There have been lots of celebrations among my friends recently. New babies, new grandchildren, college degrees, retirement, new homes, new jobs, successful surgeries, celebrations of life, birthdays, weddings and anniversaries. Yesterday, many Americans celebrated along with the families of Laura Ling and Euna Lee when they returned home safely from North Korea. You know these momentous occasions typically include: Presents, food, guests, large gatherings, lots of good wishes, memories, hugs, compliments, laughter, relief, tears, joy, pictures, video, and sharing the news with family, friends and sometimes strangers. (The availability of social media means it can be shared with people you don’t even know.)
What about other events and milestones you reach – how are they celebrated? Are you aware of them? Think about the myriad of choices you make each day and the ones you strive to make. Today I: exercised; learned how to create a website; approached someone to increase my network; was patient; let the dishes sit for 20 minutes to talk longer with my friend, significant other, child, parent; told someone no; drank more water; made a conscious choice to honor my values; smoked one less cigarette; spoke up in a meeting; laughed out loud; watched less TV; accepted a compliment; reused, recycled or reduced; stopped my gremlin from telling me I’m not capable or good enough; gave a customer (or sales person) direct eye contact; ate healthier; let someone else go first. You can think of many more.
These items are insignificant, you say. They may seem small; and yet, they can be the foundation for something much bigger! Little moments can have an impact on your physical, mental, emotional and spiritual wellbeing. You can be modeling behavior which gives others permission and courage to do the same. Take a moment to recognize what you accomplish and who you are being. Pat yourself on the back, share the achievement with someone else, write about it in your journal, tweet it, or put a purple star sticker on your calendar – like the ones that made you happy in grade school.
When you were a toddler, you received lots of encouragement to continue to attempt walking, despite the number of times you ended up on your bottom. People clapped, smiled and cheered for you and even held out toys for you to play with once you navigated your way to them. Over the years, the encouragement has become less and you’re expected to get off your bottom on your own. There’s nothing wrong with a little celebration for whatever you accomplish, and for however you get off your bottom! Shout YeeHAA! CELEBRATE!
========
• **Required work**
A) What kind of sticker does the celebration passage suggest putting on your calendar?
B) Transcribe the stretch of the celebration passage from "What about other" through "of many more.".
C) According to the celebration passage, why are small daily choices worth recognizing even though they may seem insignificant?
========
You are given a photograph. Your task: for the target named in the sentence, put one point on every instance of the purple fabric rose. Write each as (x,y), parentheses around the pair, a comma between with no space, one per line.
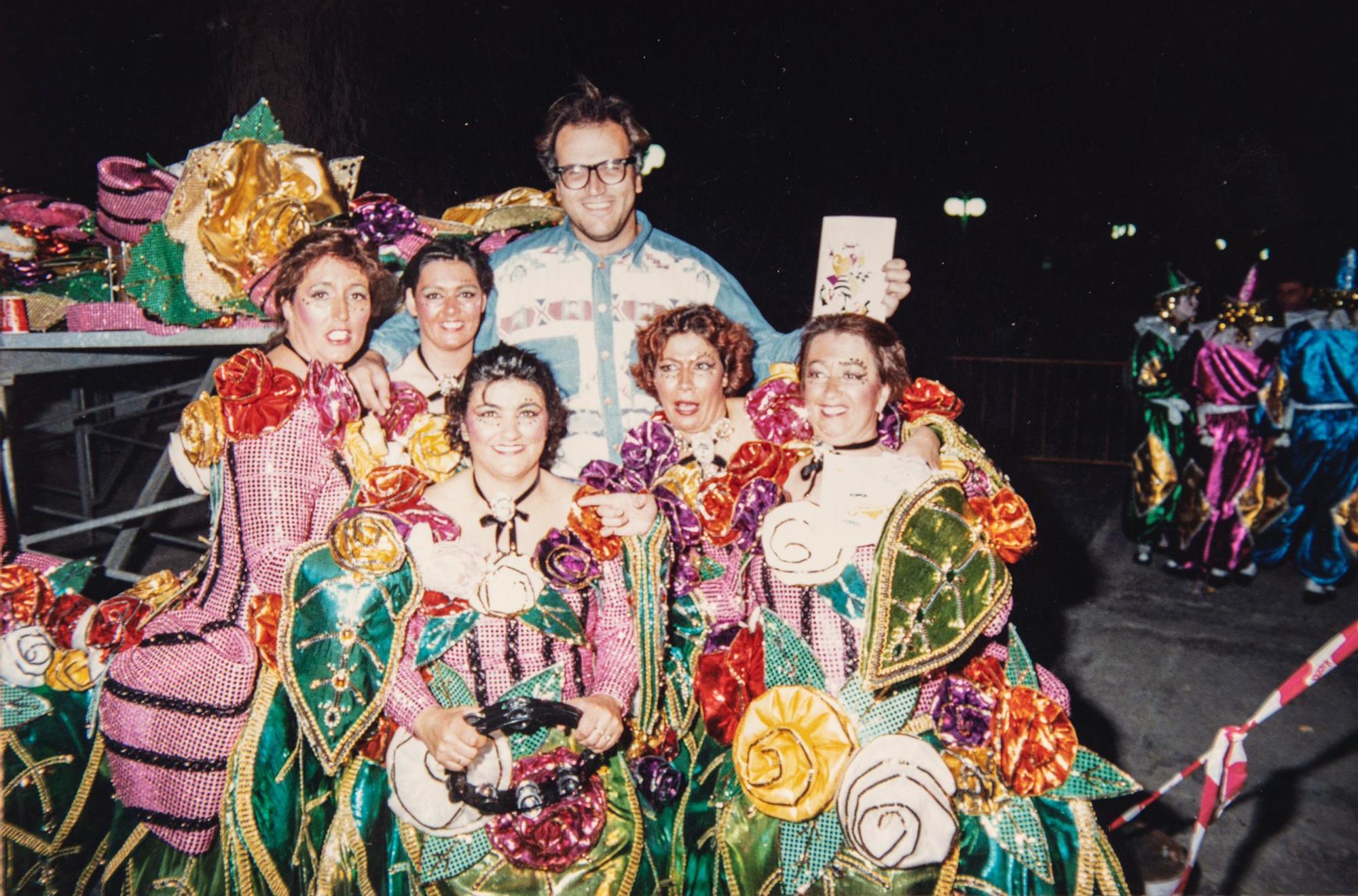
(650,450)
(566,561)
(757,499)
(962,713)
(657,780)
========
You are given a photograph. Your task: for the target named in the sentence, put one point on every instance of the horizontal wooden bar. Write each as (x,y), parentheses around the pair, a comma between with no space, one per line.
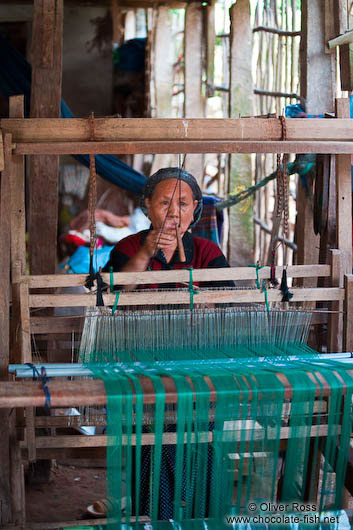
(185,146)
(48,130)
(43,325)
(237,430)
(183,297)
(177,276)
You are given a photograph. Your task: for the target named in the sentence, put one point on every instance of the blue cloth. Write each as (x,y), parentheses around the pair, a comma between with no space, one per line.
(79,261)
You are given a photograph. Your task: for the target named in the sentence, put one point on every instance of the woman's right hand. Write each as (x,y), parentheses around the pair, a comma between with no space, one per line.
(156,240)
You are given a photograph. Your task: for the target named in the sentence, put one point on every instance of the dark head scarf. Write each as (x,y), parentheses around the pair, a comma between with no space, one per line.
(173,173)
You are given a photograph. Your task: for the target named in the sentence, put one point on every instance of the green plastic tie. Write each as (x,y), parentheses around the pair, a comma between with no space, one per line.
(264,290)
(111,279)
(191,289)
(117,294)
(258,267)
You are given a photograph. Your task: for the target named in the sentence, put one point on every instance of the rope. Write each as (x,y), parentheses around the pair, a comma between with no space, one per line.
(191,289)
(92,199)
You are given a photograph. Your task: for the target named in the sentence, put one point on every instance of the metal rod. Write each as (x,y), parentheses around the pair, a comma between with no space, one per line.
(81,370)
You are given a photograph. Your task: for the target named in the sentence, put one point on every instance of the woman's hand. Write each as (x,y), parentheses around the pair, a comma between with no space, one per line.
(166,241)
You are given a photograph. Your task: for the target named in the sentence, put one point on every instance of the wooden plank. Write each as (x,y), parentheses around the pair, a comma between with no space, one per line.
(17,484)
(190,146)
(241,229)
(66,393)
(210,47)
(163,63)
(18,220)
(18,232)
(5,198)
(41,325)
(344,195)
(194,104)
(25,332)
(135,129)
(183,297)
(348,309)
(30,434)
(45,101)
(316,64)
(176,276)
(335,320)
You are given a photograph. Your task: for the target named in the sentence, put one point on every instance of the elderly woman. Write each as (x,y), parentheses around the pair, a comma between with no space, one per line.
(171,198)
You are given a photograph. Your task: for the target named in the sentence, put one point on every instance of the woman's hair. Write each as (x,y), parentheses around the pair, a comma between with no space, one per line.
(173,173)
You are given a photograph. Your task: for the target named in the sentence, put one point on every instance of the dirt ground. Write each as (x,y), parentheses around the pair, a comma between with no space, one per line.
========
• **Activity answers**
A) A purple star sticker.

B)
What about other events and milestones you reach – how are they celebrated? Are you aware of them? Think about the myriad of choices you make each day and the ones you strive to make. Today I: exercised; learned how to create a website; approached someone to increase my network; was patient; let the dishes sit for 20 minutes to talk longer with my friend, significant other, child, parent; told someone no; drank more water; made a conscious choice to honor my values; smoked one less cigarette; spoke up in a meeting; laughed out loud; watched less TV; accepted a compliment; reused, recycled or reduced; stopped my gremlin from telling me I’m not capable or good enough; gave a customer (or sales person) direct eye contact; ate healthier; let someone else go first. You can think of many more.

C) They can be the foundation for something much bigger and can affect your physical, mental, emotional and spiritual wellbeing. They can also model behavior that gives others permission and courage to do the same.